**Task to complete**
List every person named in the account of the squid-filming trip below.

== Document excerpt

The first film was called INTO THE DEEP and it became one of the most successful 3D films ever made. The working title of our new film is DENIZENS OF THE DEEP. Few people seem to like this title besides me. But it’s been my experience that films evolve to fit the working titles and I suspect this presently unpopular title will stick. Time will tell.

As our Aero Mexico jet races toward Loreto Mexico carrying eight members of our Denizens crew, a 26-foot tractor trailer is rumbling southward over Baja’s Highway One. The truck is carrying literally tons of diving and filming equipment that we will load onto the liveaboard dive boat, Solmar V, in Santa Rosalia about half way down the eastern coast of the Baja Peninsula. Dave Forsyth rides shotgun with the Mexican truck driver and following behind in a chase car is Peter Kragh and Manuel Sanchez. The Solmar should be in Santa Rosalia by now having completed the 40 hour voyage from Cabo San Lucas. Michele talked to the boat crew just before our plane left San Diego and was told Solmar was a half-hour from port. Soon we will all come together in the small Baja fishing village to begin our pursuit of a monster squid that some call the red devil.

====
== Stored data

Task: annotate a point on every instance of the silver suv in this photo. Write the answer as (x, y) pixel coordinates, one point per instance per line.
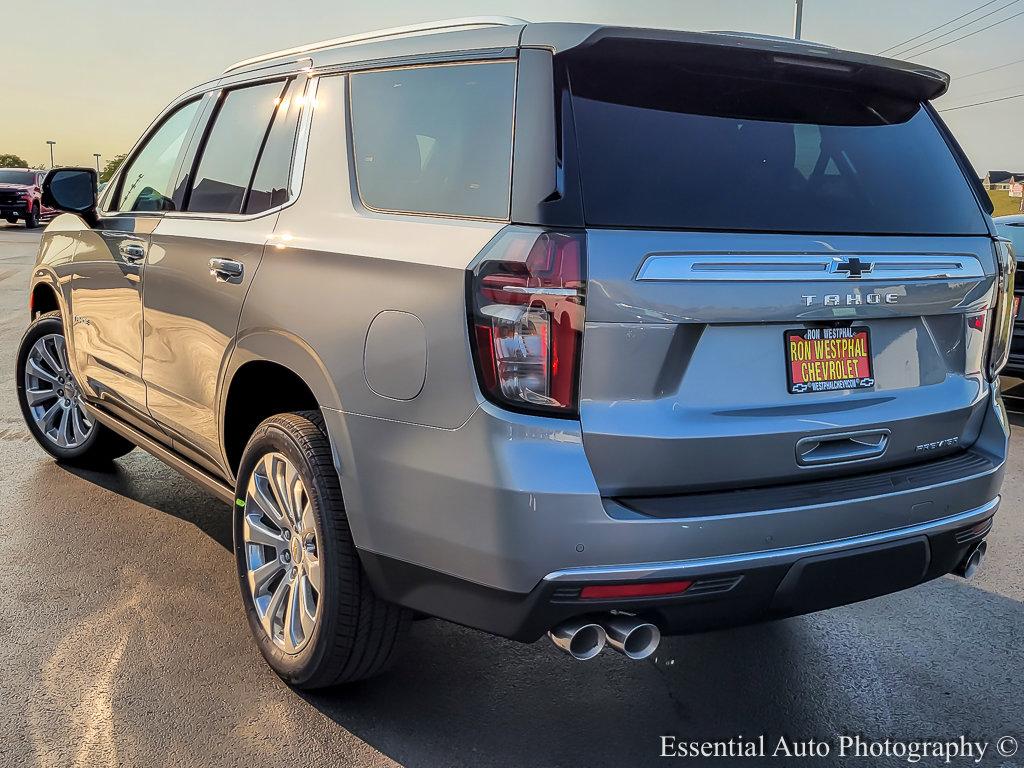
(598, 332)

====

**Task response**
Dave Forsyth, Peter Kragh, Manuel Sanchez, Michele